RECORDS FOR THE EXERCISE: Begin

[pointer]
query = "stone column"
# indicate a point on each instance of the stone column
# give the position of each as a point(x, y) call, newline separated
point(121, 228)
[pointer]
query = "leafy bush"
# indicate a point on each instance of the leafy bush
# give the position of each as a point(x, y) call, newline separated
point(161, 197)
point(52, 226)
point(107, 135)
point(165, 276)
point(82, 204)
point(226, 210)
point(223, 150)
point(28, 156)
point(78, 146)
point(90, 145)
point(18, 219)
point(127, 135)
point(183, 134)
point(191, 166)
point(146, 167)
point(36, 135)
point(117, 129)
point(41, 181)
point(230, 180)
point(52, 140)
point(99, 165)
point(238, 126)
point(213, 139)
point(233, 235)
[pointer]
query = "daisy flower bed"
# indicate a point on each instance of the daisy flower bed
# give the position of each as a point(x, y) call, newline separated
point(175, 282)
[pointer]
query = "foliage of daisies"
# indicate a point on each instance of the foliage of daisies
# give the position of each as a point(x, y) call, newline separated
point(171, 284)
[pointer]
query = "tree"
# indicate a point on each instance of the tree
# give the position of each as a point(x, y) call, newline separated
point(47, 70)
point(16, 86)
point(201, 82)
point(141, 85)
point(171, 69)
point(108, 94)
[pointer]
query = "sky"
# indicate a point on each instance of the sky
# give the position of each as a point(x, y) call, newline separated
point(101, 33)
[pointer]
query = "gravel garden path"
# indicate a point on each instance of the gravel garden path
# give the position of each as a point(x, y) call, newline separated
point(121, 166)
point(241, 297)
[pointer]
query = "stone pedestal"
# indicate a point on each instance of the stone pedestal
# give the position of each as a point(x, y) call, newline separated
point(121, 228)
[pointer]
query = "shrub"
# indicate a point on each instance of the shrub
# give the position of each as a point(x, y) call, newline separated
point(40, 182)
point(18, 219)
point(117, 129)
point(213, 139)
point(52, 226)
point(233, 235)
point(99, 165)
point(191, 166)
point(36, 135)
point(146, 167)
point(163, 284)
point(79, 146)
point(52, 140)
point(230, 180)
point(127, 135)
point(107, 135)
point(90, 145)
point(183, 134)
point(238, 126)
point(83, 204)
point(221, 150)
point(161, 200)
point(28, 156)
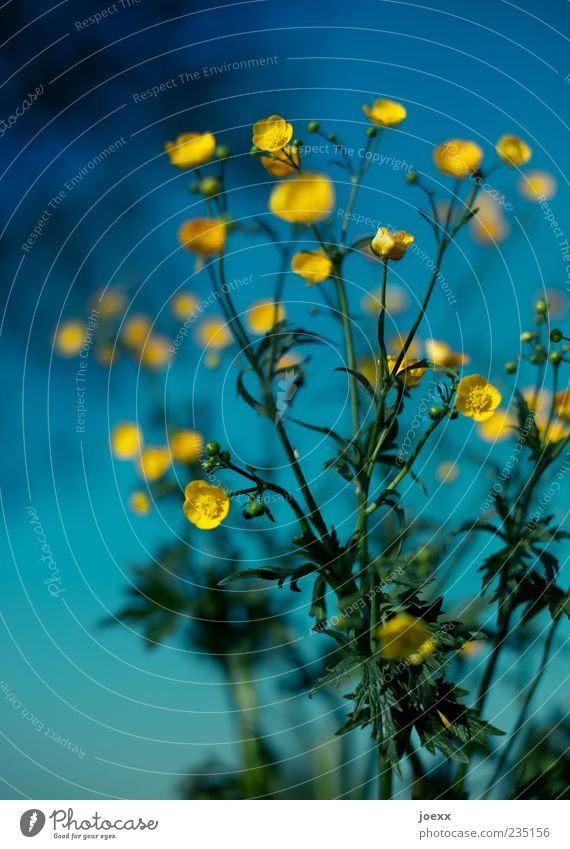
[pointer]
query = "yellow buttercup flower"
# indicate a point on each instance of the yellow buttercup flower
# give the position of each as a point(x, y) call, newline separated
point(183, 304)
point(385, 113)
point(214, 334)
point(263, 315)
point(458, 158)
point(191, 149)
point(279, 164)
point(69, 338)
point(140, 503)
point(513, 151)
point(304, 198)
point(272, 133)
point(477, 398)
point(154, 462)
point(126, 440)
point(441, 354)
point(203, 236)
point(313, 266)
point(186, 445)
point(500, 426)
point(537, 185)
point(403, 637)
point(391, 245)
point(205, 506)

RECORDS FOR THE EXERCISE: End

- _WHAT THIS TASK INVOLVES_
Search the listing above for the string "bush" and copy each line that has it.

- _OUTPUT BELOW_
query = "leafy bush"
# indicate a point on each instance of the leafy bush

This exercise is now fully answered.